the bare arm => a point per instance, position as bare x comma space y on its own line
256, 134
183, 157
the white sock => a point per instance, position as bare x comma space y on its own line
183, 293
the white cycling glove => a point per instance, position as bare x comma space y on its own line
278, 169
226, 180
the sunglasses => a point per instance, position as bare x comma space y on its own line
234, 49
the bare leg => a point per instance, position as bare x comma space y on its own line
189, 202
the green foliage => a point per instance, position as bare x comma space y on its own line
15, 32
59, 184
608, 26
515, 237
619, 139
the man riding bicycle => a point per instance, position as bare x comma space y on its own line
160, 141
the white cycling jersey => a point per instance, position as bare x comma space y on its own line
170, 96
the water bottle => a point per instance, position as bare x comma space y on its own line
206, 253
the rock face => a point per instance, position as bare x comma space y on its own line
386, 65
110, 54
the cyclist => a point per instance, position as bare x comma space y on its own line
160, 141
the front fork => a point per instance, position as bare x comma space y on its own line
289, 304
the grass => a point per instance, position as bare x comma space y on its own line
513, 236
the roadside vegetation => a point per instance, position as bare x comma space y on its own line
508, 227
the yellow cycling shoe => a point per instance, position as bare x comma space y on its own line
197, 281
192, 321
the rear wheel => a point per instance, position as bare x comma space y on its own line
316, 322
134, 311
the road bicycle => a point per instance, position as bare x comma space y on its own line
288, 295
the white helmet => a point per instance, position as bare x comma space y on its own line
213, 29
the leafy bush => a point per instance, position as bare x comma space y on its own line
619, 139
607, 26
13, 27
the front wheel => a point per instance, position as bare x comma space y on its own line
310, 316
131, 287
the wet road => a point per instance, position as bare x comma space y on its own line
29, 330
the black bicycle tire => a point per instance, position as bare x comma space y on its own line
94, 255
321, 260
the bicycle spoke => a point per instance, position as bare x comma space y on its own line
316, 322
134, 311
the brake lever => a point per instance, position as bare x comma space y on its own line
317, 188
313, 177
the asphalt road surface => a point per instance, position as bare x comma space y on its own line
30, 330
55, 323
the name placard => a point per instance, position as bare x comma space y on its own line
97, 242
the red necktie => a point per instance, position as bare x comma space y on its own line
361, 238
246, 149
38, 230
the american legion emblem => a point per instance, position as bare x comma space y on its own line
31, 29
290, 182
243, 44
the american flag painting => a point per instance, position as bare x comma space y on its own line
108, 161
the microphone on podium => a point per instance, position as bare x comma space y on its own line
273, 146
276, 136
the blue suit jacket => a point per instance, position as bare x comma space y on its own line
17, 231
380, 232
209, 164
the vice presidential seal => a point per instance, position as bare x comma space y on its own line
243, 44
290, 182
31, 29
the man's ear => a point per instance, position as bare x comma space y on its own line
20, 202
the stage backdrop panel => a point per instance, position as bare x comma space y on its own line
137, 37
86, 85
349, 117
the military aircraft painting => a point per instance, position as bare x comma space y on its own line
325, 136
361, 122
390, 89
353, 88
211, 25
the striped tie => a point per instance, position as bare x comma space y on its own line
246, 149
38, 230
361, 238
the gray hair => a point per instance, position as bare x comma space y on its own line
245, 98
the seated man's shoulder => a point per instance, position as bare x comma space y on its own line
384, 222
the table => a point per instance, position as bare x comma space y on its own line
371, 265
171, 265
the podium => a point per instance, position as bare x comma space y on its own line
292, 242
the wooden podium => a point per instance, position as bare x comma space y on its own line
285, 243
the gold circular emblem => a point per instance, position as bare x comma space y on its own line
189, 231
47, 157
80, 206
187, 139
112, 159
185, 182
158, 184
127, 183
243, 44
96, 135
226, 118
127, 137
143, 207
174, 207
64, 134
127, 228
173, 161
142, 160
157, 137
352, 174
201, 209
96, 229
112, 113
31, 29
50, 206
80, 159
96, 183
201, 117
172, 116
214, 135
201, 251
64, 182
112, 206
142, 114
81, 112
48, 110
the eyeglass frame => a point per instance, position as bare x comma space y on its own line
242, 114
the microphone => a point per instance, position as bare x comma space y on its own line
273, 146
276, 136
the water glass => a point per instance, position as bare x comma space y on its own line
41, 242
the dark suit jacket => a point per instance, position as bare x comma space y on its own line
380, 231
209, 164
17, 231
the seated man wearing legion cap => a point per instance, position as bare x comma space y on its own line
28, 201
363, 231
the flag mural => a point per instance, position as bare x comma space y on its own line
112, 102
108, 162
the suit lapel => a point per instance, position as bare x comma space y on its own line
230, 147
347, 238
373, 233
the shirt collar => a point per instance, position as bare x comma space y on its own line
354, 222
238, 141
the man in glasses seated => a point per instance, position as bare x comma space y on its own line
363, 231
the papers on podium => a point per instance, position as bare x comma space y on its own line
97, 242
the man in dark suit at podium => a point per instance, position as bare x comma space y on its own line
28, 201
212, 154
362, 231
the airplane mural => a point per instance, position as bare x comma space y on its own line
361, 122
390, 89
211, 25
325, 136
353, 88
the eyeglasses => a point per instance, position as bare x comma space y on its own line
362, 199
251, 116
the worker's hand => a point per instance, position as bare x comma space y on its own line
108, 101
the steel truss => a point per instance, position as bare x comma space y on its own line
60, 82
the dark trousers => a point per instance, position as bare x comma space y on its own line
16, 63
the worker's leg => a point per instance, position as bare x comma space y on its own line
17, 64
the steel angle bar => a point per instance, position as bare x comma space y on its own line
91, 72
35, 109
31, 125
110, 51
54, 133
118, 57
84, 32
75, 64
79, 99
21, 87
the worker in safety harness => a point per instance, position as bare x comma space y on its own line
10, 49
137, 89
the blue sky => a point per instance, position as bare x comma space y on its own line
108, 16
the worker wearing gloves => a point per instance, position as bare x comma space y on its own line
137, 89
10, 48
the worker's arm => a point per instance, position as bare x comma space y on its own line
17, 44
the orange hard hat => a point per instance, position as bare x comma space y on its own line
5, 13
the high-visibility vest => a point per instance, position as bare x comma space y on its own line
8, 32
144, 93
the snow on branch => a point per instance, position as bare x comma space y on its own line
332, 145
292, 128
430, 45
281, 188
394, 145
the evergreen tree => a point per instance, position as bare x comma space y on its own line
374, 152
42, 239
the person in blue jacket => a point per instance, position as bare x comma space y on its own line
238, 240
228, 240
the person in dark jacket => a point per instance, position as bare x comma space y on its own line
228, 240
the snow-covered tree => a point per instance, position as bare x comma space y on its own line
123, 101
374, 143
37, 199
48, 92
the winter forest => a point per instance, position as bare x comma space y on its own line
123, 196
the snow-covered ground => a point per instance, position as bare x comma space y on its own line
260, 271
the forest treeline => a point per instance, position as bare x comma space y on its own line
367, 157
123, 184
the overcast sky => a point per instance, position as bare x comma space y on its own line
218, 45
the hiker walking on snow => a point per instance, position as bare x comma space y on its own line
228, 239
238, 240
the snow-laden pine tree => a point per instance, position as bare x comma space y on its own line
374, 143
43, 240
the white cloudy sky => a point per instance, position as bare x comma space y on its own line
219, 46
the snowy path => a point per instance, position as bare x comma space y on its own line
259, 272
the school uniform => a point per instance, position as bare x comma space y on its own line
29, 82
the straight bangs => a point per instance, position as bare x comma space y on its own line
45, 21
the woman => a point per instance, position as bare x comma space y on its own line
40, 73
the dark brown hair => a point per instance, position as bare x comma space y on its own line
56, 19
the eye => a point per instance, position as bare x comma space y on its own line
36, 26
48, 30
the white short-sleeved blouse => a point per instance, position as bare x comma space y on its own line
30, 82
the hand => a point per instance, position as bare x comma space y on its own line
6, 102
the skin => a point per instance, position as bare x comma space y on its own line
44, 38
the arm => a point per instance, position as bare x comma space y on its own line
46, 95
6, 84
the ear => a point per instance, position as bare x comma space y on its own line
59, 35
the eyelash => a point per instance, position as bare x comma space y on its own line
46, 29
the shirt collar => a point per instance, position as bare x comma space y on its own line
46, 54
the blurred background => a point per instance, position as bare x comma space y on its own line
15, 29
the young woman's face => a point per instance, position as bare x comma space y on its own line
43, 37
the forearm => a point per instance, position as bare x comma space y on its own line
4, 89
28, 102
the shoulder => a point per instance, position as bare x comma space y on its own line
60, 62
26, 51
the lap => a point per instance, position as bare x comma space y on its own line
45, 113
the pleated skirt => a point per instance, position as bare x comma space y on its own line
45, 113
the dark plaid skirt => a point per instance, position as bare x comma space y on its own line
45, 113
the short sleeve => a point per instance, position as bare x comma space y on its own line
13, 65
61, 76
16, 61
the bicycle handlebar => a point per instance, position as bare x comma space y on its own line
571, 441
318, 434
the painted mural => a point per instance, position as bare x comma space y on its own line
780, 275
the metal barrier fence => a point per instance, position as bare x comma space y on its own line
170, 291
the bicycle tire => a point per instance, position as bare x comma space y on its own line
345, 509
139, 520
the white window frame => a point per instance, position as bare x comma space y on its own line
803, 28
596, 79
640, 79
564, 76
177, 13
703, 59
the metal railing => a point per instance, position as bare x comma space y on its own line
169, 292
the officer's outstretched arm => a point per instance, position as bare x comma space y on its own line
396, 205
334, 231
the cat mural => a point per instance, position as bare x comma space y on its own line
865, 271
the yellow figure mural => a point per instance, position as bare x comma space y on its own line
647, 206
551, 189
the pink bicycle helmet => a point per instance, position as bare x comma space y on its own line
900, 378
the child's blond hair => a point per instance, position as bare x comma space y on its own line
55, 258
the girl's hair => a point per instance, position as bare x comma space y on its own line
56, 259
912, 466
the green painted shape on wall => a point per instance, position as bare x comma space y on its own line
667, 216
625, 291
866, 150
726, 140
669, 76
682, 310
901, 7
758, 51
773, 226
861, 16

━━━━

[Task details] Your task is to extract the lines running from the one with "the metal barrier" to the end of the material, inclusive, copying each exactly and adding nothing.

[Solution to this exercise]
the metal barrier fence => a point per instance, position as bare x comma space y on its own line
170, 291
the bicycle tire => a point per instance, position as bare x comma space y on its own line
345, 509
139, 520
the white window frame => a point per instance, position as bare x comma space y on its own line
803, 28
596, 79
640, 79
564, 76
177, 13
703, 59
the metal railing => a point per instance, position as bare x comma space y on its own line
169, 292
the officer's outstretched arm => a point per instance, position as bare x comma space y on its own line
396, 205
334, 231
the cat mural => a point per instance, position as bare x comma space y on its own line
865, 271
the yellow figure mural => a point per instance, position as bare x comma space y on its own line
647, 206
551, 189
the pink bicycle helmet => a point per instance, position as bare x comma space y on its own line
900, 378
the child's blond hair => a point per instance, position as bare x comma space y on its own line
55, 258
the girl's hair => a point per instance, position as bare x comma space y on its own line
56, 259
912, 466
the green painted shape on wall => a point per instance, position as bare x comma space y on its own line
667, 216
625, 291
866, 150
726, 140
669, 76
682, 310
901, 7
758, 51
773, 226
861, 16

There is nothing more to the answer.